_Directions_.
Arrange the lines of the data below as a numbered list, starting with the line that contains "One dot marks each instance of the cow's leg." and going on through the line that contains "[(236, 160), (19, 189), (366, 178)]". Include only those lines, and leave out any blank lines.

_Excerpted records_.
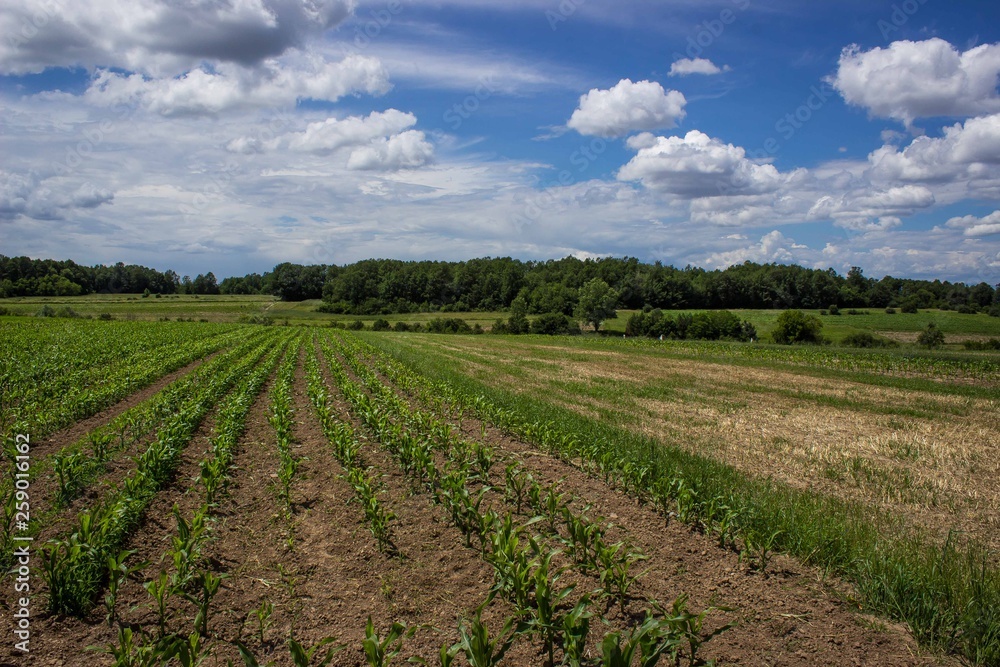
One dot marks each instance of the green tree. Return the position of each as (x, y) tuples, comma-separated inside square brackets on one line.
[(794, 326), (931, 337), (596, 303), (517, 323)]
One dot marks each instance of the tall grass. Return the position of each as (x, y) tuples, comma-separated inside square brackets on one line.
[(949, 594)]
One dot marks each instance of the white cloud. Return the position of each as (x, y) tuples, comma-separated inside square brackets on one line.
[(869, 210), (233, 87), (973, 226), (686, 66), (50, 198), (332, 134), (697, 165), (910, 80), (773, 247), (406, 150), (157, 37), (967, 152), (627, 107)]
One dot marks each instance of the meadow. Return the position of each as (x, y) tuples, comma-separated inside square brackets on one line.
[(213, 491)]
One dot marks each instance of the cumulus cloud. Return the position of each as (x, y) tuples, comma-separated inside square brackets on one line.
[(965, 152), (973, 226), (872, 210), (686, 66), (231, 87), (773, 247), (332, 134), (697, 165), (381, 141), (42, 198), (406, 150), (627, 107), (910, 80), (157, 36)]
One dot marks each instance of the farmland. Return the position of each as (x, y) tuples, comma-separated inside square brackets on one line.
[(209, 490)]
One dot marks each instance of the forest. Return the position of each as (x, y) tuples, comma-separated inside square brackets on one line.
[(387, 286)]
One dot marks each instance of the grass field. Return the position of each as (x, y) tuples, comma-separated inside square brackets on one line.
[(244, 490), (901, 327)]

==

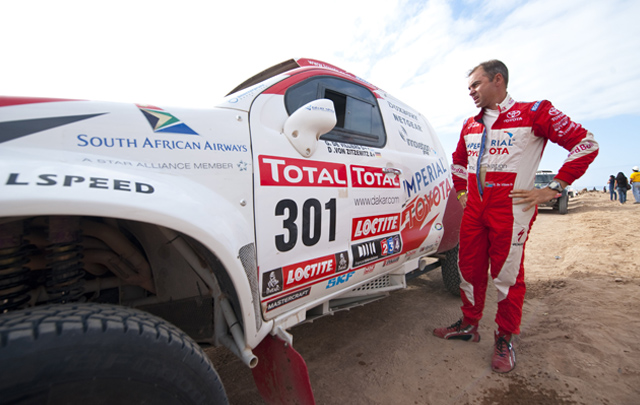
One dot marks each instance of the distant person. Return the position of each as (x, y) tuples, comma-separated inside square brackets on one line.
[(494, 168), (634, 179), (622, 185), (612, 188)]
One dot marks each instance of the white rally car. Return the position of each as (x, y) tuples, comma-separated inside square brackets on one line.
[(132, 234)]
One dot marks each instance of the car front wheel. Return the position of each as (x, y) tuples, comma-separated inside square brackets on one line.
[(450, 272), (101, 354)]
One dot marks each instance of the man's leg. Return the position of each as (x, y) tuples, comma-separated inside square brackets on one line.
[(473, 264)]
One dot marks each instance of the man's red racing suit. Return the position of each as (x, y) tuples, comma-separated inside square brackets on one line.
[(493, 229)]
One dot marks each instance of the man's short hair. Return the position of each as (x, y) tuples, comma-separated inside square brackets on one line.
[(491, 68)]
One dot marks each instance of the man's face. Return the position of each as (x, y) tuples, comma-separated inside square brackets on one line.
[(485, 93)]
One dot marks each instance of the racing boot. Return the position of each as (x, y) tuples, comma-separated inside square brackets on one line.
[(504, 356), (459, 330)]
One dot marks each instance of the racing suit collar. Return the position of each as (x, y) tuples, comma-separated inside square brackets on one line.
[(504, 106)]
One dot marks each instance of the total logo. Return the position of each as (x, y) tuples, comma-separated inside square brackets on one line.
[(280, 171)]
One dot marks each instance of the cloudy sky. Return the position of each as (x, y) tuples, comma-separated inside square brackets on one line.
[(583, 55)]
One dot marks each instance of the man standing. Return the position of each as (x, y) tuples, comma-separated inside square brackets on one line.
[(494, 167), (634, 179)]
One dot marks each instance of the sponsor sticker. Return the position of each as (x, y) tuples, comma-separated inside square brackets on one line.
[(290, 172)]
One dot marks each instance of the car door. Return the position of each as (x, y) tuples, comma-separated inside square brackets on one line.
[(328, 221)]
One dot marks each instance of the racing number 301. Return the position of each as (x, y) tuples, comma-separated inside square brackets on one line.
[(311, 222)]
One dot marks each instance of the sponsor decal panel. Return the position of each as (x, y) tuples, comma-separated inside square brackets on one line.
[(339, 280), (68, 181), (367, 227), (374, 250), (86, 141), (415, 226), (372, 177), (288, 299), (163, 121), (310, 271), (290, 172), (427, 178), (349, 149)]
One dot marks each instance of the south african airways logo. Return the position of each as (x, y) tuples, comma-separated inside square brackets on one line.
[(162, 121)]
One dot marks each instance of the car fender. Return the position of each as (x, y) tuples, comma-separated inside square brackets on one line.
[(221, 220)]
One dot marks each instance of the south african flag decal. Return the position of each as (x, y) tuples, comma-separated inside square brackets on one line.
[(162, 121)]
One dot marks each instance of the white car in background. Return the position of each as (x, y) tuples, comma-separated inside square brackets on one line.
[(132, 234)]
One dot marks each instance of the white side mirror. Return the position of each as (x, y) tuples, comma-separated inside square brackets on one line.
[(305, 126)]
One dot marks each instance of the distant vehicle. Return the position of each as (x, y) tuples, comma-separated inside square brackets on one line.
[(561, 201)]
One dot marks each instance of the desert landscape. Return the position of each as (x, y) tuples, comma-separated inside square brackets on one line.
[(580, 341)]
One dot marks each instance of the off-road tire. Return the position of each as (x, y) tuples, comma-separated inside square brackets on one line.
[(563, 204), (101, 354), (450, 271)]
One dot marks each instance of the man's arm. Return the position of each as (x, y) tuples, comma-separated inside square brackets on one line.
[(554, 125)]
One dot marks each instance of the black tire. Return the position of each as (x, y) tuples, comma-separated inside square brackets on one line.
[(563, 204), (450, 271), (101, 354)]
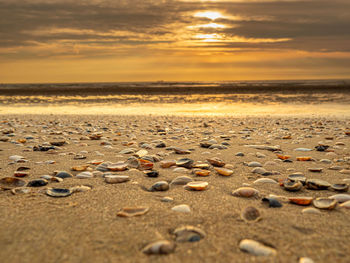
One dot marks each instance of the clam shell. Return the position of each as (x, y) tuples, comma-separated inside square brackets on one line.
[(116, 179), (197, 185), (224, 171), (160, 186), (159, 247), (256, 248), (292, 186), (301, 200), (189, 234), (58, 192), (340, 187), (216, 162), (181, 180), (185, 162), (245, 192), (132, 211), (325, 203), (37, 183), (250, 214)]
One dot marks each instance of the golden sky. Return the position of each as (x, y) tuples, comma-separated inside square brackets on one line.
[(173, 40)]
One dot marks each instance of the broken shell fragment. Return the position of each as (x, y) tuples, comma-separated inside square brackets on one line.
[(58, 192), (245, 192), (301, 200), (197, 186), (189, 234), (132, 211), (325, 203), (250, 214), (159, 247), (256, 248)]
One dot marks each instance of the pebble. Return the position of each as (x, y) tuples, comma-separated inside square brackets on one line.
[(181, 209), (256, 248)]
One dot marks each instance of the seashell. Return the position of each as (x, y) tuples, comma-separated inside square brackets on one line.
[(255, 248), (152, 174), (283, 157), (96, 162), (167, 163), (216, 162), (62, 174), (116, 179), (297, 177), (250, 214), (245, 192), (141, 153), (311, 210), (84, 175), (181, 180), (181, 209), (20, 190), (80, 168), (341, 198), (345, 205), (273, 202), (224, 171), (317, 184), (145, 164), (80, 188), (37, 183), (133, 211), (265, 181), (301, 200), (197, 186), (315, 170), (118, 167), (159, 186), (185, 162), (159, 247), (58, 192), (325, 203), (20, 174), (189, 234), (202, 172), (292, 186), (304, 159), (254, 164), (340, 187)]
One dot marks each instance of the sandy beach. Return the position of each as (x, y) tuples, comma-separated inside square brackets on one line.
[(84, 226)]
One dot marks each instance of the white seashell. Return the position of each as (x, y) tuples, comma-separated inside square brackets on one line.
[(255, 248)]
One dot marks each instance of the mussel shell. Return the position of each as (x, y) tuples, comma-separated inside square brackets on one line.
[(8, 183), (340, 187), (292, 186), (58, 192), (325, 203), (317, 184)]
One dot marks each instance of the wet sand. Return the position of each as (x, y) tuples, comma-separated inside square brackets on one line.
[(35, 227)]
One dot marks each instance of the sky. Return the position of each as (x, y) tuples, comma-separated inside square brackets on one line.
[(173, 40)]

--

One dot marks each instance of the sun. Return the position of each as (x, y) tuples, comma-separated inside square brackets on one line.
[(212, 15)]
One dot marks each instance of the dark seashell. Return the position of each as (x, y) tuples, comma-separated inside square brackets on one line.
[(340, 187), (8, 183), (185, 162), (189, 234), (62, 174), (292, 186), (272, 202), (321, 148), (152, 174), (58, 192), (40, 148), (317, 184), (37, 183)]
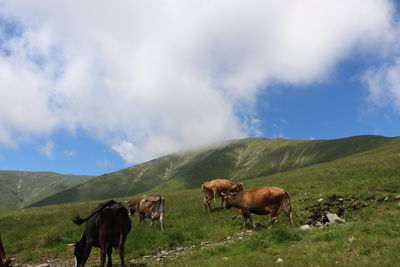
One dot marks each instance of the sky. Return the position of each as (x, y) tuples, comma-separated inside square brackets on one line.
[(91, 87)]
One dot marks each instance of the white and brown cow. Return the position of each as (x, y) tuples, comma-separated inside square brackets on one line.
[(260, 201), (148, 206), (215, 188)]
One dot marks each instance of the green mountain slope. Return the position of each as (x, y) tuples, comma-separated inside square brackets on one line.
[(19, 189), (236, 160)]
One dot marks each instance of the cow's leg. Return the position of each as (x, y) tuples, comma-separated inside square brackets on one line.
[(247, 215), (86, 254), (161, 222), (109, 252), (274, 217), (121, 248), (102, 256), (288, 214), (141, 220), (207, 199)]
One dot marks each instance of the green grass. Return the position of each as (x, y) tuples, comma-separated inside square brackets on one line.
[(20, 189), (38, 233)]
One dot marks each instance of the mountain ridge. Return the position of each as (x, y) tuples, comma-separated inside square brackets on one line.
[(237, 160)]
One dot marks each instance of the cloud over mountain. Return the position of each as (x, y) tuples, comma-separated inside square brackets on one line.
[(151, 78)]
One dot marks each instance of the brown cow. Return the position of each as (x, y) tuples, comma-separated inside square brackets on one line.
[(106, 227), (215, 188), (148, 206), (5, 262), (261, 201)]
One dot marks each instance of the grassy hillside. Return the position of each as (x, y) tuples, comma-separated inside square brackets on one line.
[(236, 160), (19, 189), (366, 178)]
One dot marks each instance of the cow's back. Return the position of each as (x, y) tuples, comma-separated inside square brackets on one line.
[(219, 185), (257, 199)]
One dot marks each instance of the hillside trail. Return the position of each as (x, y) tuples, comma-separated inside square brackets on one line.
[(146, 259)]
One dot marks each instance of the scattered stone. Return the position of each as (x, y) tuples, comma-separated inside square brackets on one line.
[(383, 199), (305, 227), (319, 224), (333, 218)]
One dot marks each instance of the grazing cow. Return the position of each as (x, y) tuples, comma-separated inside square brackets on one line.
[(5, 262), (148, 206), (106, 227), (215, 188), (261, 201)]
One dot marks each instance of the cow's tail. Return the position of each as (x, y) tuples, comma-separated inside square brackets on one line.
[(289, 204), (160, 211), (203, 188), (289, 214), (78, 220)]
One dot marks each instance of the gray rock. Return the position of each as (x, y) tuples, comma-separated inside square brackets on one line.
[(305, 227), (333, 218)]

_Exercise result_.
1. One dot marks each instance of the cow's leg. Return the position of each as (x, y) tuples, comma-separated inside square brackets on one line.
2. [(247, 215), (86, 254), (161, 222), (109, 252), (274, 217), (121, 248), (102, 256), (288, 214), (141, 220), (207, 199)]
3. One dot marks each instance of the green grass. Return the position of each as (x, y) tuples, comma-separated inside square brackets on one line.
4. [(20, 189), (38, 233)]
5. One dot marks each instance of the mountain ridge. Return the position of each as (x, y) tuples, comma-separated inside square brackets on one line.
6. [(237, 160)]
7. One dot marks each instance of the cloud over mountain. Return the position of each as (x, y) tuples, comma-separated inside square brackets on one line.
8. [(151, 78)]
9. One dot marks each instance of the brown cow. Return the position of each as (x, y) tuples, comma-separated inside square brackets on one line.
10. [(106, 227), (215, 188), (148, 206), (5, 262), (261, 201)]
11. One dot marks each instance of the grassy hillside. Return the position of each as (x, y) tuples, comma-separated inside square brackets on one line.
12. [(236, 160), (19, 189), (366, 178)]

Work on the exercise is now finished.